EXERCISE REQUIREMENTS:
a – According to the Lindorm Spark node text, what is the name of the main class in the sample code?
b – Change "LindormDFS" to "Lindorm Distributed File System" in the part of the Lindorm Spark node text that starts with the words "Note If you" and stops after "a sample JAR package.". Write that part out again with the change.

EXTRACTED TEXT:
DataWorks allows you to use Lindorm Spark nodes to develop and periodically schedule Lindorm Spark tasks. This topic describes how to use a Lindorm Spark node to develop a task.
Background information
Lindorm is a distributed computing service based on a cloud native architecture. It supports Community Edition computing models and Apache Spark and is in-depth integrated with the features provided by the Lindorm storage engine. Lindorm can use the underlying data storage features and indexing capabilities to efficiently complete distributed jobs. Lindorm meets computing requirements in various scenarios, such as massive data processing, interactive analytics, machine learning, and graph computing.
Prerequisites
(Required if you use a RAM user) The RAM user that you want to use to develop tasks is added to the required workspace and is assigned the Development or Workspace Administrator role. The Workspace Administrator role has extensive permissions, and we recommend that you assign this role to the RAM user only when necessary. For more information about how to add a member to a workspace and grant permissions to the member, see Add workspace members and assign roles to them.
Note If you use an Alibaba Cloud account, ignore this prerequisite.
A Lindorm instance is created and associated with the required workspace as a computing resource. For more information, see Add a Lindorm computing resource.
Configure the Lindorm Spark node
On the configuration tab of the Lindorm Spark node, you can configure the node by using a JAR package or .py
file based on the language type (such as Java, Scala, and Python).
Configure the Lindorm Spark node in Java or Scala
In the following example, the sample program SparkPi is used to describe how to configure and use a Lindorm Spark node.
Upload a JAR package
You must upload a sample JAR package to LindormDFS and copy the storage location of the JAR package so that you can run the JAR package in node configuration.
Prepare a sample JAR package.
Download the sample JAR package spark-examples_2.12-3.3.0.jar to your computer.
Upload the JAR package to LindormDFS.
Log on to the Lindorm console. In the top navigation bar, select a desired region. Find the Lindorm instance that you created on the Instances page.
Click the name of the instance in the Instance ID/Name column to go to the instance details page.
In the left-side navigation pane, click Compute Engine.
On the Job Management tab of the Compute Engine page, click Upload Resource.
On the xxx page, click the dashed line box area for uploading, find and open the JAR package resource you downloaded.
Click Upload.
Copy the storage path of the sample JAR package.
On the Job Management tab, find the JAR package that you uploaded below Upload Resource. Click the
icon to the left of the package to copy the storage path of the JAR package in LindormDFS.
Configure the Lindorm Spark node
You can configure the parameters that are described in the following table to configure the Lindorm Spark node.
Language | Parameter | Description |
Java or Scala | Main JAR Resource | Enter the storage path of the sample JAR package that you copied in the Upload a JAR package section. |
Main Class | The main class of the task in the compiled JAR package. The name of the main class in sample code is org.apache.spark.examples.SparkPi . |
Parameters | The parameters that you want to configure in the code. You can configure parameters as dynamic parameters in the ${var} format. |
Configuration Items | You can configure Spark program runtime parameters here. For more information about Spark property parameter settings, see Job configuration instructions. |
Configure the Lindorm Spark node in Python
In the following example, a sample Spark program is used to calculate the value of pi (π) and describe how to configure and use a Lindorm Spark node.

Recorded data:
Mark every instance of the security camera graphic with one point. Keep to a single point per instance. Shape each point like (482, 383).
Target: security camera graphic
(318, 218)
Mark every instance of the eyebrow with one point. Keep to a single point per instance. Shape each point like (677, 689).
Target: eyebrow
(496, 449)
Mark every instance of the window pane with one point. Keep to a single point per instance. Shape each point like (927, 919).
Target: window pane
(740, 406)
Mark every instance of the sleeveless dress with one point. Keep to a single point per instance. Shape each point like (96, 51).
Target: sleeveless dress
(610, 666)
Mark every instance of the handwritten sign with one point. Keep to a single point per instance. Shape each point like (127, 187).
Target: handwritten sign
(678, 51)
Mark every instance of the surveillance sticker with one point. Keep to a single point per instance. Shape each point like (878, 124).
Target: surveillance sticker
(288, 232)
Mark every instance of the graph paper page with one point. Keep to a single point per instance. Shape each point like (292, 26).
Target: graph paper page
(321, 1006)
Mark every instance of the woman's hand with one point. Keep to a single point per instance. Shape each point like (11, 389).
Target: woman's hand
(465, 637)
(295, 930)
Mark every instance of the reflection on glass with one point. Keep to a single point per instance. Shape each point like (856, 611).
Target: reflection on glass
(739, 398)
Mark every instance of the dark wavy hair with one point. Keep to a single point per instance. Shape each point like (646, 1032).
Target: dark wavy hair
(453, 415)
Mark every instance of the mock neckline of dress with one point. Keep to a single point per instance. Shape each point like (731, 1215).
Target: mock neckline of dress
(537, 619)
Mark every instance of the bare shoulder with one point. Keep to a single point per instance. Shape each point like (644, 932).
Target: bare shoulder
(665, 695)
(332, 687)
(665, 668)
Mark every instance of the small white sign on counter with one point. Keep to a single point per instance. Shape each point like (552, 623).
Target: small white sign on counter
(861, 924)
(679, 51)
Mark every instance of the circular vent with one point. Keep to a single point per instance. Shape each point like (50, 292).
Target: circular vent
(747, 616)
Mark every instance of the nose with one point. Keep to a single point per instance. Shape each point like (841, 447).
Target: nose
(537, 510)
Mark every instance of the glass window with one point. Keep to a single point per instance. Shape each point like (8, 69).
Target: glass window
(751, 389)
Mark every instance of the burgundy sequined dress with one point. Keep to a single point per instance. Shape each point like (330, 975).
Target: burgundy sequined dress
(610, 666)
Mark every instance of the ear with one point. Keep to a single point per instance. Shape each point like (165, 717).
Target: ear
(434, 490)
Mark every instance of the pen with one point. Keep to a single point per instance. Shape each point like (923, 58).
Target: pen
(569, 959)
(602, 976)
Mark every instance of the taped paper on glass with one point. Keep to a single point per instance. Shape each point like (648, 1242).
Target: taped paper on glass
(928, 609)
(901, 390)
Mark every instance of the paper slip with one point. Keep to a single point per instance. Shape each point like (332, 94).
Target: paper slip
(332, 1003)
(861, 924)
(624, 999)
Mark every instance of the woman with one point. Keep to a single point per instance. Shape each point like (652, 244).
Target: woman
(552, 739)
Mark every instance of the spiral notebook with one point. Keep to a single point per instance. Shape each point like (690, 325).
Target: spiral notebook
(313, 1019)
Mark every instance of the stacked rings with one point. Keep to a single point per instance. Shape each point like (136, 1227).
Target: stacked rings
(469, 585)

EXPECTED RESPONSES:
a – org.apache.spark.examples.SparkPi

b –
Note If you use an Alibaba Cloud account, ignore this prerequisite.
A Lindorm instance is created and associated with the required workspace as a computing resource. For more information, see Add a Lindorm computing resource.
Configure the Lindorm Spark node
On the configuration tab of the Lindorm Spark node, you can configure the node by using a JAR package or .py
file based on the language type (such as Java, Scala, and Python).
Configure the Lindorm Spark node in Java or Scala
In the following example, the sample program SparkPi is used to describe how to configure and use a Lindorm Spark node.
Upload a JAR package
You must upload a sample JAR package to Lindorm Distributed File System and copy the storage location of the JAR package so that you can run the JAR package in node configuration.
Prepare a sample JAR package.